Dopisz dalszy ciąg tekstu o różnych sposobach odczytania tej samej fotografii, zaczynając zaraz po jego ostatnim zdaniu.

**Badany tekst**
----------
Nie ma co, czasy dziwaczeją, niech to szlag - suplement

 

 

Niełatwo jest rozważać kwestie odbioru zdjęć na przykładzie własnych fotografii, ale jednocześnie bezpieczniej. Czynników odbioru jest tak wiele, że ich szczegółowa analiza znacznie wykraczałaby poza obszar i możliwości edycyjne ledwie zasygnalizowanych zagadnień. Możliwości interpretacyjnych jest wcale nie mniej. Zatem najlepiej będzie, jeśli posłużę się przykładami, nawet jeżeli będą przejaskrawione – chcę pokazać, w jak różny sposób może zostać odczytana ta sama fotografia.

 

Materiał fotograficzny stanowi część szerszego cyklu „Odpryski” inspirowanego zapleczem teatru „Klinika Lalek” na „Stacji Wolimierz”. Czymże ów teatr jest, a czym stacja? Ciekawskim polecam poszukać.

 

galeria

 

1. Prawdopodobnie nieudane zdjęcie. Przypadkowy kadr. Przedmioty nieostre, nie wiadomo, co przedstawiają.

2. Chyba gdzieś widziałem podobny obraz. Nie pamiętam. W każdym razie nie podobał mi się. Usta schowane nad górną granicą kadru powoli się w nim pojawiają.

3. Przypomina bajki z dzieciństwa. Niestety, te niezbyt przyjemne i skutkujące raczej niepokojącymi, sennymi koszmarami.

4. Gdy zamknę oczy, sceneria ożywa. Barwy zaczynają krążyć w tempie rozbujanej karuzeli, a oko zwracając się ku mnie, mruga.
----------
**Wykaz danych**

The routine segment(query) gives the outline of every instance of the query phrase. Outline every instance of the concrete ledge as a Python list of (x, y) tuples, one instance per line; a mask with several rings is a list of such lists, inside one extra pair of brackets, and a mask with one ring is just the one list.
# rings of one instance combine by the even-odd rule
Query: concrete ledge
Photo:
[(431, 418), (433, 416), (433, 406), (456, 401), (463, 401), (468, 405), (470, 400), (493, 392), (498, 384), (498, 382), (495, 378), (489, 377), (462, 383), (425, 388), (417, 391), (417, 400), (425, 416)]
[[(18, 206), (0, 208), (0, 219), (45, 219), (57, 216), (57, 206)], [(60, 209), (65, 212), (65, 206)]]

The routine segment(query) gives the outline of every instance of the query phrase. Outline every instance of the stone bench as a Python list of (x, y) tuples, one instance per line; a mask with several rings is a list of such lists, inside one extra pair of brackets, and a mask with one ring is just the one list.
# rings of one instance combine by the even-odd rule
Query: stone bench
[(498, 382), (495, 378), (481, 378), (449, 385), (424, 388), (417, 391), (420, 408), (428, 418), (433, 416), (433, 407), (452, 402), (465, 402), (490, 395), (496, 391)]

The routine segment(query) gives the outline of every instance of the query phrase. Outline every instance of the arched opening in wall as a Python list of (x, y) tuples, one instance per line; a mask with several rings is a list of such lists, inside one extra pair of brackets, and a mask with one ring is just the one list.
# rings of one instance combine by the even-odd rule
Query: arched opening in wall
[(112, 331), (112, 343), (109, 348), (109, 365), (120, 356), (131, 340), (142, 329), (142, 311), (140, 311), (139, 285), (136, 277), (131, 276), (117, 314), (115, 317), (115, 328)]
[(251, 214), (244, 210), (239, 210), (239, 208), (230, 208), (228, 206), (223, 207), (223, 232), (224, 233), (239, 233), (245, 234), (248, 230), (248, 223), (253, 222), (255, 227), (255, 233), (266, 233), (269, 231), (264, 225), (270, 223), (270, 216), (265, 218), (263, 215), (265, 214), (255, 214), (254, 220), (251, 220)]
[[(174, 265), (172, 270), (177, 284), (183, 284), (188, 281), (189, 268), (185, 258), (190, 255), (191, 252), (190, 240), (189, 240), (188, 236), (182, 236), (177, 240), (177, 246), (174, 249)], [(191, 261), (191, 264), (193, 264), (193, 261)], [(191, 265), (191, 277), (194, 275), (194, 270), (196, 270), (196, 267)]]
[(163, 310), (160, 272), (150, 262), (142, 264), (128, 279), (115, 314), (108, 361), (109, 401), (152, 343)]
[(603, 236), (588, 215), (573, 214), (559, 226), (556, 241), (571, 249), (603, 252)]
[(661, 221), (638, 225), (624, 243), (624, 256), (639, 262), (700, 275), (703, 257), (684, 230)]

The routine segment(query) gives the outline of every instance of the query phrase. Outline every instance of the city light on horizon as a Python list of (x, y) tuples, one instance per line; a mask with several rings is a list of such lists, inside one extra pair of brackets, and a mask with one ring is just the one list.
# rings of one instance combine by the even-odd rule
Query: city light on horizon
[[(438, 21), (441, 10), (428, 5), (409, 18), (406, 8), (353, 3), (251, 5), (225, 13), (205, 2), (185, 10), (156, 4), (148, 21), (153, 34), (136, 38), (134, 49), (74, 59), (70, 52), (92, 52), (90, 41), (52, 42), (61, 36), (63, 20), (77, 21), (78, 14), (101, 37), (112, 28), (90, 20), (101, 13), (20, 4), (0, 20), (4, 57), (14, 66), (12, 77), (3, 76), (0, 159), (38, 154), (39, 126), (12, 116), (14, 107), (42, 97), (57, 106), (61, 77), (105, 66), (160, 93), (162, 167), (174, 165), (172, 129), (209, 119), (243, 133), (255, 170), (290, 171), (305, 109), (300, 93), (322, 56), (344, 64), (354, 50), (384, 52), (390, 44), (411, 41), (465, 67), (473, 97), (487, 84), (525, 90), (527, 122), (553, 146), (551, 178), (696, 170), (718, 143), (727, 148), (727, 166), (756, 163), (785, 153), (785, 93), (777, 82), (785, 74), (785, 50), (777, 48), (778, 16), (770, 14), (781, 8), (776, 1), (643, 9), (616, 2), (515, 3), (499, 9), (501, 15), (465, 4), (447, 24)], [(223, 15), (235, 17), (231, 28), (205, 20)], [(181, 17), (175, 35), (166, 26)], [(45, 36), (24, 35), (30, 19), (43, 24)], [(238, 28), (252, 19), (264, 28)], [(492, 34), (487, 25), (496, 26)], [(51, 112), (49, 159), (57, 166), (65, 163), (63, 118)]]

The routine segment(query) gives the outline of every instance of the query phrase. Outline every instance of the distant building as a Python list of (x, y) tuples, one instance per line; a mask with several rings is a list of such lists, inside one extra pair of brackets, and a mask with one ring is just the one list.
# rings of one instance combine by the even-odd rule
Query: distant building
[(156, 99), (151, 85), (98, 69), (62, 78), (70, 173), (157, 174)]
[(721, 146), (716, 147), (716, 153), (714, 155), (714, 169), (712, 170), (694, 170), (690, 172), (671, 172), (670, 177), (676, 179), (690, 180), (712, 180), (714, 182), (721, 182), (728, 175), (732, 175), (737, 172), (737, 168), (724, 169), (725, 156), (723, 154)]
----------
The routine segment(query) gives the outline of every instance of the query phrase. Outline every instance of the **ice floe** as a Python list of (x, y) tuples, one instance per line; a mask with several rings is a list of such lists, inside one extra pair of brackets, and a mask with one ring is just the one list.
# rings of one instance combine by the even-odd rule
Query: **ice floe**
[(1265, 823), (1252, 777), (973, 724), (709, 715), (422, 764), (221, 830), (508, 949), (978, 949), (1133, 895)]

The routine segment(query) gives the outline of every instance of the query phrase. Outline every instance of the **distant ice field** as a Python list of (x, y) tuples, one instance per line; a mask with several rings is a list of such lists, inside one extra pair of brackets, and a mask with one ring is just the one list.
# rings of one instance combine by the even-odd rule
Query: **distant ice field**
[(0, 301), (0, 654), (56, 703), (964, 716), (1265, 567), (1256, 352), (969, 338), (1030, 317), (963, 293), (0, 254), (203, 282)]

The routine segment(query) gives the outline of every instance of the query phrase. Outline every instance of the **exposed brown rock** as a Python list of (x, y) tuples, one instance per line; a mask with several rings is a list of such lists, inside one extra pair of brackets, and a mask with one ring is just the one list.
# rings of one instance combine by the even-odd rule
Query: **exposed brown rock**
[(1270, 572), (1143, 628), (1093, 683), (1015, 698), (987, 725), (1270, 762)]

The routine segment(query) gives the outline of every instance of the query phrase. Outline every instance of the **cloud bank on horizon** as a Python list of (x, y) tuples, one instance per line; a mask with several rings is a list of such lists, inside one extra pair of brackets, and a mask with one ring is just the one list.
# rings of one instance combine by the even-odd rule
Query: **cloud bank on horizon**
----------
**Odpowiedź**
5. Szukając wolności, nie przypuszczałem, że otrę się o chaos barw, kształtów, niewidzialnych ścieżek i ukrytych postaci.

 

galeria

 

1. Jak z kilku (chyba dwóch) kiepskich zdjęć zrobić jedno, wcale nie lepsze. To chyba o tym.

2. Nie wiadomo, co zdjęcie ma wyrażać. Gość z dosyć kretyńskim wyrazem twarzy chce grać na trąbkach z żarówkami i jeszcze w dodatku nie umie w nie dmuchnąć? Nie rozumiem.

3. Alegoria dźwiękowa o zmiennej polaryzacji, wahającej się od wesołego komizmu do tragicznego syndromu klowna.

4. Tchnąca ciepłem opowieść o dźwiękach biegnących w trzy strony świata. O radości, o nutach, o świetle.

5. Obraz na ścianę bądź... sufit. Dla zabicia smutków w chwilach zwątpienia.

 

galeria

 

1. Pomyłka techniczna. Po prostu spaprane u podstaw. Nie wiadomo, co autor miał na myśli.

2. Przypomina mi kogoś. Jeśli to portret kogoś znajomego, to przedstawia go bardzo niekorzystnie.

3. Świat wiedźm i czarownic to prawdopodobnie źródło narodzin postaci, której rysy twarzy nie zdradzają dobrych intencji. Czas zacząć się bać?

4. Bardzo wyraźny dualizm z mocą skierowaną jednak gdzieś obok. Dzięki temu możemy być tylko widzami, a nie uczestnikami.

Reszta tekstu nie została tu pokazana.